Task material:
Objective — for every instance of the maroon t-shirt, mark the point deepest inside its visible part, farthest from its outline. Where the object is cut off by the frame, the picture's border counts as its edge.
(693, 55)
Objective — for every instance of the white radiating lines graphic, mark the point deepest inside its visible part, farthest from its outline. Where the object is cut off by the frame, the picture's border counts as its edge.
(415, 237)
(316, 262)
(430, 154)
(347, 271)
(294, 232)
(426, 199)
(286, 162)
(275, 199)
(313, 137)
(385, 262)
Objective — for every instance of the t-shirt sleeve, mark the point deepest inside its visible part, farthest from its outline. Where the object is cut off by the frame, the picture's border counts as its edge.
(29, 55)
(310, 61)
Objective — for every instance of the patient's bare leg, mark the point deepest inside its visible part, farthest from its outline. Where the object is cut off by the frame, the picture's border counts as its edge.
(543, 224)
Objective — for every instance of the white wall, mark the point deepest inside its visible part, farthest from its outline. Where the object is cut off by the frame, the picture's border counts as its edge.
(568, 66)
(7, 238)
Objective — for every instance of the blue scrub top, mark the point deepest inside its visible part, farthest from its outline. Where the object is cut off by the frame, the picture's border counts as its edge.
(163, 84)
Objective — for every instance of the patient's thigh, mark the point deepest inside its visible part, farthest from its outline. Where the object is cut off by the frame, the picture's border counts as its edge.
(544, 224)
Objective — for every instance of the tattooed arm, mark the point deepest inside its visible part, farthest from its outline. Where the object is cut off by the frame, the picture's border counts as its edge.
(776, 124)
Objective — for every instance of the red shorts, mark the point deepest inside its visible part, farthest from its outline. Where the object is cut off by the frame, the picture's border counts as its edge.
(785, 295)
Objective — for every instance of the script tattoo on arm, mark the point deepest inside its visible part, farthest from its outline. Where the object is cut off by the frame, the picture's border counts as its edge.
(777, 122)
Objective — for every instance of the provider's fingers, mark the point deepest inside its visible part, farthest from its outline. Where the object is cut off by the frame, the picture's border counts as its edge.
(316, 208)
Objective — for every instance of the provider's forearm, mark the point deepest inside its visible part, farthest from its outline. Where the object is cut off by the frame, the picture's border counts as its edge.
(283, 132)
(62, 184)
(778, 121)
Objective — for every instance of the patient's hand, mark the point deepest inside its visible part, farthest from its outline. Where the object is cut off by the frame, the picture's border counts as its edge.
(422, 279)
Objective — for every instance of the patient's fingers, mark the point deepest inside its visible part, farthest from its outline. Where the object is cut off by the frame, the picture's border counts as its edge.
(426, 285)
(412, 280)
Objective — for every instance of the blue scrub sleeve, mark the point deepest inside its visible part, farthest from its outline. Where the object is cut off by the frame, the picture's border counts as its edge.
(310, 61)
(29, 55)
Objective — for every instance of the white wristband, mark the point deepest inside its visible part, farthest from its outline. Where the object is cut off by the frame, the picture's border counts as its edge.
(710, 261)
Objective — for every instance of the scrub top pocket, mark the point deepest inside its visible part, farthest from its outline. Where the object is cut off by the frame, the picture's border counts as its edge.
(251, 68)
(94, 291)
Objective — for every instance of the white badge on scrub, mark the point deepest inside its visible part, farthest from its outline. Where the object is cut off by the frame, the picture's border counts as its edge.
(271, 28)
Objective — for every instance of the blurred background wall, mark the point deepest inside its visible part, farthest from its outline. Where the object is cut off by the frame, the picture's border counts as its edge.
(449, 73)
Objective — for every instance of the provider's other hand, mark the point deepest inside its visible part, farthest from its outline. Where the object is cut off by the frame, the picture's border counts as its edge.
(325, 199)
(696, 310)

Work required:
In the items above, swap every "Objective" for "Goal" and reproduce the rest of the text unchanged.

Written response:
Goal — for every instance of the maroon t-shirt, mark the point deepest inside its visible part, farthest from its outline. Where the object is cut off by the frame, the picture's border counts as its edge.
(693, 55)
Goal — for every instance of the white radiating lines graphic, mark the point deepest inside its visible part, farthest from its outline. Where the object is cut off by the frame, the picture's border counts as its edge.
(415, 237)
(316, 262)
(430, 154)
(347, 271)
(294, 232)
(426, 199)
(286, 162)
(275, 199)
(313, 137)
(385, 262)
Goal — for every instance of the t-shirt sleeve, mark the point deepest inside its visible part, farthest from its outline. Where the object is cut off by the frame, the picture's border counts as its edge.
(29, 55)
(310, 61)
Goal — for every instance of the patient's bare leg, mark the point deepest inside its visible part, farthest from its outline. Where the object is cut off by the frame, the picture's border counts as its edge.
(543, 224)
Goal — for every instance of the white wall, mark the point deepest inside its visible part, farthest from its outline. Where the object is cut off by the frame, the picture's border counts as its edge.
(568, 66)
(7, 238)
Goal — for every instance of the blue scrub top, mark the point deepest inside its visible part, farthest from its outline. Where the object is cut off by the frame, the picture's border counts as its edge.
(163, 84)
Goal — for every instance of the patient's thigh, mark the point deepest inside its visible part, farthest from its outline. Where the object is cut off by the frame, the picture's border counts as its edge.
(544, 224)
Goal — for every instance of the tattooed arm, mark the point deepest inside its visible part, farthest from its outline. Where the object is cut off by the frame, the picture's border counts as its edge.
(776, 124)
Goal — for every instance of the red shorts, mark the point deepest inside its visible part, farthest from its outline. Where the object is cut off by the frame, the picture's border counts as its edge.
(785, 295)
Goal — for every instance of the script tattoo on arm, mark the point deepest inside its visible part, farthest from its outline. Where the object is cut off by the frame, the picture's border counts as its edge.
(777, 122)
Goal — for every instance of the provider's fingers, mark the point deepest inside its visible part, farthest from its outline. Where the object is cut off by the frame, the picture's border counts as its edge.
(316, 208)
Goal — for every instance of the provider's forearm, mark the point deepest inside its visible part, farthest from its outline. Where the object is cut off by the frame, the picture's border counts as its edge.
(283, 132)
(62, 184)
(778, 121)
Goal — for every instance of the patient's hand, mark the point deepest inside its visible part, farthest from its outline. Where the object is cut off by the frame, the picture's border counts as its edge.
(422, 279)
Goal — for every instance of the patient's fingers, mark the point deepest inside its visible part, farthest from its outline. Where the object is cut off by the frame, the picture's border counts as its edge.
(426, 285)
(412, 280)
Goal — for every instance of the blue scrub sleeve, mark the point deepest inside its visible part, farthest from its outline. Where the object is cut off by the frame, the picture's border counts as its edge.
(310, 61)
(29, 55)
Goal — for every instance of the white wristband, mark the point deepest inside its visible part, farthest from its outline. Where the object is cut off by the frame, the picture's border counts as its edge.
(710, 261)
Goal — for every instance of the scrub top pocket, mark the point deepest inside its visible part, farthest from its outline. Where the object is cut off by the frame, the picture's border counts as its edge.
(251, 68)
(94, 291)
Goal — for every instance of the white badge on scrub, mark the point deepest inside its visible part, farthest from its outline. Where the object is cut off by the frame, the picture's border counts as its edge.
(271, 28)
Goal — for every instance of the blurred background wall, mark the point deepest inside its visible part, farthest from its outline. Where the object is cut off by the frame, the picture's border counts as its edge.
(449, 73)
Goal — for every instance of the provider's other hand, mark the point deepest inside its visible part, farthest from its outline. Where the object is cut off by the frame, the picture's border counts as its edge.
(325, 199)
(696, 310)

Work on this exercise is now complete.